**EXTRACTED ENTRIES:**
-- Opening Marker --
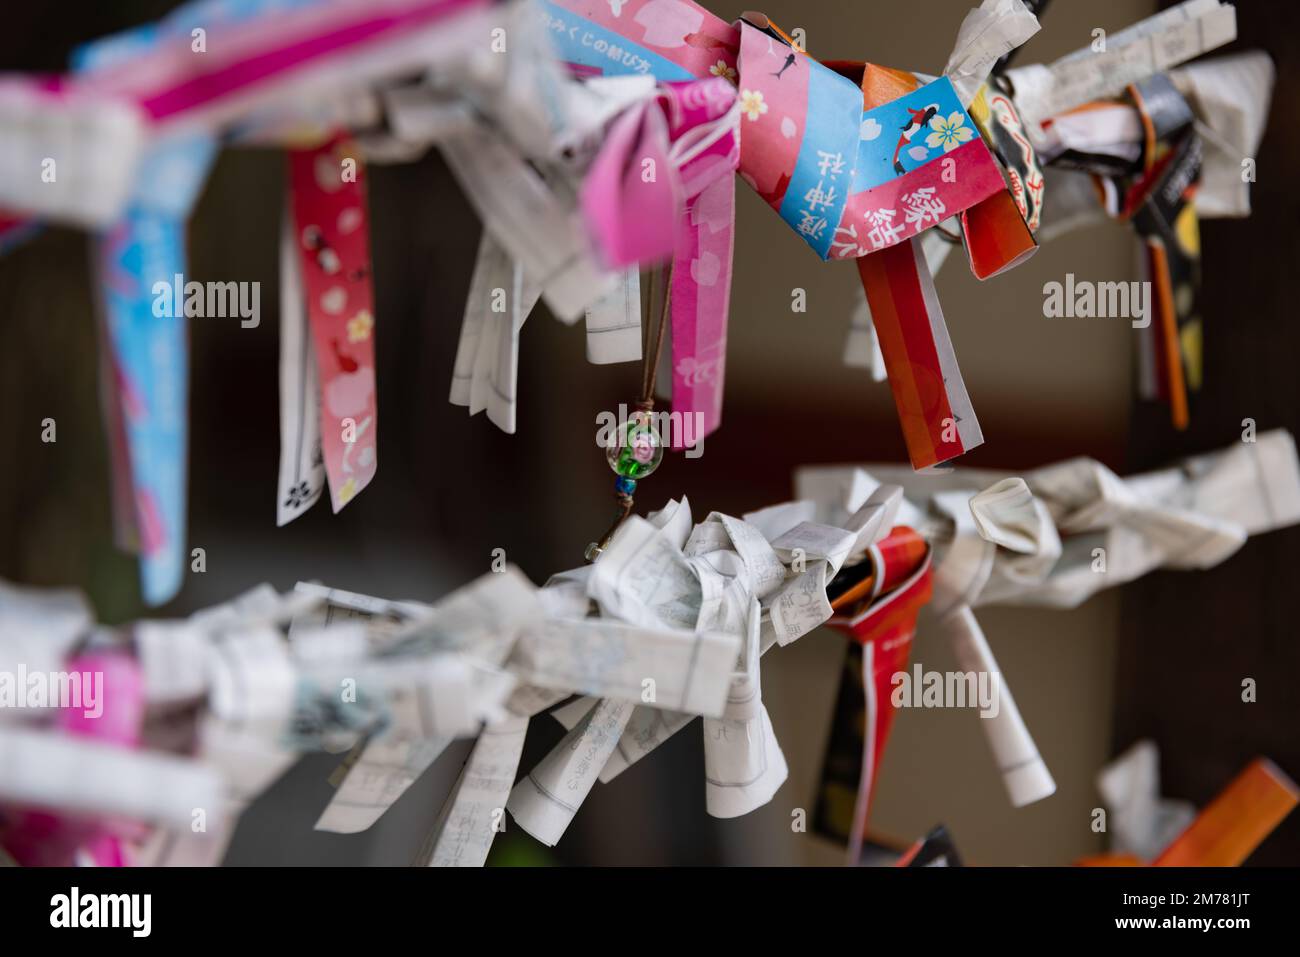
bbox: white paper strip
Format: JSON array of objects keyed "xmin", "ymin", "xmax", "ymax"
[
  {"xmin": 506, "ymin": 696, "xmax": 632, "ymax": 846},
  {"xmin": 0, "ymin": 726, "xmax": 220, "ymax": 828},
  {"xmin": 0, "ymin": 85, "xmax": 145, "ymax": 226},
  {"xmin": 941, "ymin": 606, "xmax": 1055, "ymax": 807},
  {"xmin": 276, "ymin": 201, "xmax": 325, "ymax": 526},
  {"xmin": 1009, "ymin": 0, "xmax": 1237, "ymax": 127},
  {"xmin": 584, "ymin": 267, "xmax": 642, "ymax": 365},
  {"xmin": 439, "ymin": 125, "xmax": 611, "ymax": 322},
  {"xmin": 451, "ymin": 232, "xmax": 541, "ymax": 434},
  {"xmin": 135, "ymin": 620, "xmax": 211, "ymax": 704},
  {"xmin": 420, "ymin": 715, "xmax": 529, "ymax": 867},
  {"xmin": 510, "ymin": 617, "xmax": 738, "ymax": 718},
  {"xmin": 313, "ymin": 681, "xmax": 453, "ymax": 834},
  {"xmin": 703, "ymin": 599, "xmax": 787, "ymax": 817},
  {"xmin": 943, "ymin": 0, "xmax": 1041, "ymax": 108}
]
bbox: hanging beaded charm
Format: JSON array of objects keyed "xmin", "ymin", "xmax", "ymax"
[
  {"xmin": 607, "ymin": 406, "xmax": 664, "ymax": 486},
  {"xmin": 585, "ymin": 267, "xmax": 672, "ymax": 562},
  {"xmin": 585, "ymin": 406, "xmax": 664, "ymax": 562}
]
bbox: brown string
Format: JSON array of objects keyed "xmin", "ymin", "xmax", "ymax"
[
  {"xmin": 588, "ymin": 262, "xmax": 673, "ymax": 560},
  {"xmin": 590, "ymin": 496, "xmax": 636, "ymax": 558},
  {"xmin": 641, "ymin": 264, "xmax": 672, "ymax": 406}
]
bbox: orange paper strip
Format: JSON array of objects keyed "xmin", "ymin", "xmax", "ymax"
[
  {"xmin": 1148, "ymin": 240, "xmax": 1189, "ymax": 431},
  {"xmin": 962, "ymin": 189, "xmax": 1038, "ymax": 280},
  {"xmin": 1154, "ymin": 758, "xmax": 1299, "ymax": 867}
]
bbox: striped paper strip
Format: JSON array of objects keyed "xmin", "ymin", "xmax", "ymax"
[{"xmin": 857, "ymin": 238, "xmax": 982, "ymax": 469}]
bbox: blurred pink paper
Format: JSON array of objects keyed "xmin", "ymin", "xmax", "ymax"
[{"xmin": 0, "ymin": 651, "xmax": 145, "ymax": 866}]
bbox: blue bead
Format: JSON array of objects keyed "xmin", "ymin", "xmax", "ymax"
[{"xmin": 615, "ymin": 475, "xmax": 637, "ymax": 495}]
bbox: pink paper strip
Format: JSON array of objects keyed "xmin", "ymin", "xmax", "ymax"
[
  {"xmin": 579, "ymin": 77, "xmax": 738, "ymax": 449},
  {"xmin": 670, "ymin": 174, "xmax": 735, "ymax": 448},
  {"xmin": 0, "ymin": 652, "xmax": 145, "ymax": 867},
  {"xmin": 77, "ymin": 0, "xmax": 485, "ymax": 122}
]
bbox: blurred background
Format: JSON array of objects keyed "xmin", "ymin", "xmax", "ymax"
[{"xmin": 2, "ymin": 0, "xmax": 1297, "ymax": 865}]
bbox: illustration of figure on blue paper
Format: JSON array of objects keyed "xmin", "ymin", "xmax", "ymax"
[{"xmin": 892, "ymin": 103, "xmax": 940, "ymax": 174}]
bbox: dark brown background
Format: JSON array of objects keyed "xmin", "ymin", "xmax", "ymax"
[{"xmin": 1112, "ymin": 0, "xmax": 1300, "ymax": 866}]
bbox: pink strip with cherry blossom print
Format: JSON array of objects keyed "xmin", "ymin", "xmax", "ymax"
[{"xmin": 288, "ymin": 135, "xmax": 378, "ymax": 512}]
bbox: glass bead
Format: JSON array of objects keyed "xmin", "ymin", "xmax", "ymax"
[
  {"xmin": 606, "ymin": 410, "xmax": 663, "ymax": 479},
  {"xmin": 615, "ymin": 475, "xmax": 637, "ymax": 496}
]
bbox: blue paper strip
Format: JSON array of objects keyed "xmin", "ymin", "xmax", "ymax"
-- Closing Marker --
**WHAT IS NEEDED:**
Copy all the entries above exactly as they stand, except for the pictures.

**ANSWER SPACE:**
bbox: white paper strip
Format: JSON array of objects keyed "xmin", "ymin", "xmax", "ymax"
[
  {"xmin": 506, "ymin": 696, "xmax": 632, "ymax": 846},
  {"xmin": 0, "ymin": 726, "xmax": 220, "ymax": 828},
  {"xmin": 0, "ymin": 85, "xmax": 145, "ymax": 226},
  {"xmin": 941, "ymin": 606, "xmax": 1055, "ymax": 807},
  {"xmin": 276, "ymin": 201, "xmax": 325, "ymax": 526},
  {"xmin": 1009, "ymin": 0, "xmax": 1237, "ymax": 127},
  {"xmin": 584, "ymin": 267, "xmax": 642, "ymax": 365},
  {"xmin": 439, "ymin": 125, "xmax": 611, "ymax": 322},
  {"xmin": 451, "ymin": 232, "xmax": 541, "ymax": 434},
  {"xmin": 135, "ymin": 620, "xmax": 211, "ymax": 704},
  {"xmin": 420, "ymin": 715, "xmax": 529, "ymax": 867},
  {"xmin": 510, "ymin": 617, "xmax": 738, "ymax": 718},
  {"xmin": 313, "ymin": 681, "xmax": 453, "ymax": 834},
  {"xmin": 703, "ymin": 599, "xmax": 787, "ymax": 817},
  {"xmin": 943, "ymin": 0, "xmax": 1041, "ymax": 108}
]
bbox: hanging beaded charm
Format: JSON array of objects keyed "xmin", "ymin", "xmax", "ymax"
[
  {"xmin": 607, "ymin": 406, "xmax": 664, "ymax": 486},
  {"xmin": 585, "ymin": 267, "xmax": 672, "ymax": 562},
  {"xmin": 585, "ymin": 406, "xmax": 664, "ymax": 562}
]
bbox: brown string
Format: JSON array of objects keyed "xmin", "ymin", "xmax", "ymax"
[
  {"xmin": 588, "ymin": 262, "xmax": 673, "ymax": 560},
  {"xmin": 590, "ymin": 496, "xmax": 636, "ymax": 558},
  {"xmin": 641, "ymin": 264, "xmax": 672, "ymax": 406}
]
bbox: orange paper strip
Format: JSON array of objects keyed "xmin", "ymin", "xmax", "ymax"
[
  {"xmin": 1148, "ymin": 240, "xmax": 1189, "ymax": 431},
  {"xmin": 962, "ymin": 189, "xmax": 1038, "ymax": 280},
  {"xmin": 1154, "ymin": 758, "xmax": 1299, "ymax": 867}
]
bbox: striped paper strip
Format: JSON array of objects keyed "xmin", "ymin", "xmax", "ymax"
[{"xmin": 857, "ymin": 238, "xmax": 982, "ymax": 469}]
bbox: blurred pink paper
Format: JSON array of objects keyed "xmin", "ymin", "xmax", "ymax"
[{"xmin": 0, "ymin": 651, "xmax": 145, "ymax": 866}]
bbox: blue bead
Format: JSON array of objects keyed "xmin", "ymin", "xmax", "ymax"
[{"xmin": 615, "ymin": 475, "xmax": 637, "ymax": 495}]
bbox: pink paper strip
Format: JSON array of objects keyed "xmin", "ymin", "xmax", "ymax"
[
  {"xmin": 579, "ymin": 77, "xmax": 738, "ymax": 449},
  {"xmin": 670, "ymin": 174, "xmax": 735, "ymax": 448},
  {"xmin": 0, "ymin": 652, "xmax": 145, "ymax": 867},
  {"xmin": 77, "ymin": 0, "xmax": 485, "ymax": 122}
]
bbox: blurred background
Format: JSON array of objects keyed "xmin", "ymin", "xmax", "ymax"
[{"xmin": 2, "ymin": 0, "xmax": 1297, "ymax": 865}]
bbox: illustration of figure on blue paper
Format: JSON array of objects keyed "xmin", "ymin", "xmax", "ymax"
[{"xmin": 892, "ymin": 103, "xmax": 940, "ymax": 174}]
bbox: dark brown background
Format: JSON array of objects keyed "xmin", "ymin", "xmax", "ymax"
[{"xmin": 1112, "ymin": 0, "xmax": 1300, "ymax": 866}]
bbox: pink strip with cherry blossom print
Format: JSON array of objects keyed "xmin", "ymin", "xmax", "ymax"
[{"xmin": 288, "ymin": 135, "xmax": 378, "ymax": 512}]
bbox: glass bead
Format: JSON array of objects keyed "xmin", "ymin", "xmax", "ymax"
[
  {"xmin": 606, "ymin": 410, "xmax": 663, "ymax": 479},
  {"xmin": 615, "ymin": 475, "xmax": 637, "ymax": 496}
]
bbox: blue paper strip
Format: JSON array of objects keyed "xmin", "ymin", "xmax", "ymax"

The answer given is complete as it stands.